**DIRECTIONS**
Switch each occurrence of "turquoise lake" in the data below to "alpine lake", and write out all the lines again with nothing else changed.

**SUPPLIED DATA**
>> Begin

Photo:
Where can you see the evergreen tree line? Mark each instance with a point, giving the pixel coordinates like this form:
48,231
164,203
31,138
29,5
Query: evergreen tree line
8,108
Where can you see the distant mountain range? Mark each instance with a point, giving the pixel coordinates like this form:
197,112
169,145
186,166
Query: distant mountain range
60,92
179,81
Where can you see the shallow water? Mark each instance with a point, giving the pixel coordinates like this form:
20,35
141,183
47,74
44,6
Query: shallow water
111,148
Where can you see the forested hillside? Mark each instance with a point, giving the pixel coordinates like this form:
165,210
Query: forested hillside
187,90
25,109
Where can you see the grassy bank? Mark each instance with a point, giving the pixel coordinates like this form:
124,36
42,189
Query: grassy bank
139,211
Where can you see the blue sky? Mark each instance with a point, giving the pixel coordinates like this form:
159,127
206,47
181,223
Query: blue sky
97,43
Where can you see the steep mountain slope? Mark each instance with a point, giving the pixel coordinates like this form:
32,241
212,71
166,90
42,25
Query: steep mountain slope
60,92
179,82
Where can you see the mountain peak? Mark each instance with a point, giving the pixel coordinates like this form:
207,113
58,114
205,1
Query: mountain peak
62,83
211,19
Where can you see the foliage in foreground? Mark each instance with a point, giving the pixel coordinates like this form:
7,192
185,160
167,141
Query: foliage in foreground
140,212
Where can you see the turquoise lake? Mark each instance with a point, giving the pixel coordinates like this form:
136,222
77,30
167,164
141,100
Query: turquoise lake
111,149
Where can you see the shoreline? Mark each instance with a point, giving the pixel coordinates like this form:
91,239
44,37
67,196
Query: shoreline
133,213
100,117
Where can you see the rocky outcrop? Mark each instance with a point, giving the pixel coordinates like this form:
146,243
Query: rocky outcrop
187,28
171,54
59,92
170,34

>> End

**RESULT**
Photo:
Where can you see the evergreen tree line? Mark each instance with a point, giving the pixel coordinates like this form:
48,231
164,203
31,138
29,5
Query: evergreen tree line
8,108
Where can you see the distant mountain range? Mark each instance with a point, giving the pixel coordinates like this form:
197,112
169,145
186,166
Query: distant mountain range
60,92
179,81
Where can you see the shallow water? Mark each instance with a point, giving the pixel coordinates like this form:
20,35
141,183
47,74
44,6
Query: shallow water
111,148
Where can you see the forested hillside? Mark each instance with a point, giving the pixel coordinates like this form:
165,210
Query: forested hillside
187,90
25,109
Where can you see the grassy bank? Mark each instance with a point, giving the pixel coordinates like this form:
124,36
42,189
Query: grassy bank
139,211
Where can you see the blue sky? Mark each instance with a point, giving the pixel coordinates like this form:
159,127
206,47
181,223
Query: blue sky
97,43
Where can you see the steep mountain slope? Mark each instance with a point, giving the pixel coordinates like this form:
32,241
212,71
166,90
42,25
Query: steep mountain slope
60,92
179,82
Where can you see the mountain peak? Mark each instance with a point, giving the pixel coordinates like this form:
207,113
58,114
205,1
Query: mountain peak
62,83
211,19
Where can you see the foliage in foreground? Mark each instance with a point, giving the pixel coordinates like this form:
7,192
185,160
167,141
Query: foliage in foreground
140,212
Where can you see the alpine lake? Mark each instance with a point, giving the pixel coordinates like this form:
136,222
77,30
167,164
141,100
Query: alpine lake
111,149
Where can you see the shoreline? Mark each instance with a point, giving the pixel coordinates like this form:
91,239
44,37
67,196
Query: shoreline
133,213
100,117
Where can you see the rocky outcrop? Mark each instance with a point, giving the pixel coordinates like this form:
146,243
Query: rocky outcrop
187,28
171,54
59,92
170,34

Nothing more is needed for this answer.